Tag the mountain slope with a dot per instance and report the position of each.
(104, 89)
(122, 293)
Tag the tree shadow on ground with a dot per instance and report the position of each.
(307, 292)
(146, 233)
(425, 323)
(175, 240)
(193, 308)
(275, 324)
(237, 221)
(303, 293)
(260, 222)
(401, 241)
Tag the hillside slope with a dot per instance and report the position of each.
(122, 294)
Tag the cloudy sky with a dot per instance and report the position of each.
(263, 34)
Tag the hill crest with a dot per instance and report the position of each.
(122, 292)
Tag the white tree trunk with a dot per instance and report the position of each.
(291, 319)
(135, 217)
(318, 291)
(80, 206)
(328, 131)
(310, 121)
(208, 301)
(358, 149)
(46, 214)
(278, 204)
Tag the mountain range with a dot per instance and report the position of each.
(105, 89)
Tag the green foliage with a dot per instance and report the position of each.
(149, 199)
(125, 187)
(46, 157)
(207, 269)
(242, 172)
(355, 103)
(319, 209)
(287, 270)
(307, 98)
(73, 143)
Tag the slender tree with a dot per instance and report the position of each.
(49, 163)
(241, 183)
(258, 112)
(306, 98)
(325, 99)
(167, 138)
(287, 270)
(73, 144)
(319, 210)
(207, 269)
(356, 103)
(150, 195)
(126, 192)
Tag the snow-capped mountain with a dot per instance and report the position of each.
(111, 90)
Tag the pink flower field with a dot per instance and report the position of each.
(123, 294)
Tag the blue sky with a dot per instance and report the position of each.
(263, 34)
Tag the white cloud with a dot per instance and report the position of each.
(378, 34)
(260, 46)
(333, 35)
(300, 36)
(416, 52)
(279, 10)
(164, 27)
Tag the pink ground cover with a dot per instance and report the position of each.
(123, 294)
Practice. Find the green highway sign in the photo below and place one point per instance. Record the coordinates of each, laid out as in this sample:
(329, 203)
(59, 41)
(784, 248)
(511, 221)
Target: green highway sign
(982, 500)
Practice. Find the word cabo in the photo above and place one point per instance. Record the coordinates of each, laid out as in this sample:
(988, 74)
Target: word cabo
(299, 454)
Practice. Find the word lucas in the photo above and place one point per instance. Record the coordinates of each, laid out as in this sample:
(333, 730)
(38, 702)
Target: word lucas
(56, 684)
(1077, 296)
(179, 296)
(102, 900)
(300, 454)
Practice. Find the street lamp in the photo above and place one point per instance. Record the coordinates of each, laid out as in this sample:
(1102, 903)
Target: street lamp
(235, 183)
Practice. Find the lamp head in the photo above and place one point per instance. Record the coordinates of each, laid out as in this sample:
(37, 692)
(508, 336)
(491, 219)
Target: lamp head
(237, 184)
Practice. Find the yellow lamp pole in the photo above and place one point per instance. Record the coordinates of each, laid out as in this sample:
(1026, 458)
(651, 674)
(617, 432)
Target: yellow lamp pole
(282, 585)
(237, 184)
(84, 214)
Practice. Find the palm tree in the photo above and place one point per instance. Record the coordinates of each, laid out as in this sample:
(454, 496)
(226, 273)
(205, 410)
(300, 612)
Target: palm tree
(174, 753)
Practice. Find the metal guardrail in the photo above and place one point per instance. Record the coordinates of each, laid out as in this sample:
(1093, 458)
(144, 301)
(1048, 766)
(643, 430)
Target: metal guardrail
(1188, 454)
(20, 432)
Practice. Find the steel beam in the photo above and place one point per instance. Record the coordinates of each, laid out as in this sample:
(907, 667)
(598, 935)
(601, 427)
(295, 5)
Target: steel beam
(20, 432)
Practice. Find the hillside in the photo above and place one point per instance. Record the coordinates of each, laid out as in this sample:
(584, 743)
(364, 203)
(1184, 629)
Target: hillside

SET TASK >>
Repeat word for word every line from the one that holds "Practice. Find the metal" to the end. Both ends count.

EXERCISE OUTPUT >>
Practice. Find the metal guardrail in the photo above and place one point per instance. Record the coordinates of each, laid out as in this sample:
(1093, 458)
(144, 301)
(1048, 766)
(643, 430)
Target: metal guardrail
(1188, 454)
(20, 432)
Practice. Find the steel beam in the photo above and place one point per instance. Record the coordinates of each, laid out as in this sample:
(907, 667)
(598, 935)
(601, 427)
(295, 5)
Target: steel beam
(20, 432)
Practice. Find the hillside in the photo above and place one point per instance. Record the coordinates of each, laid out as in this sample:
(584, 743)
(364, 203)
(1184, 629)
Target: hillside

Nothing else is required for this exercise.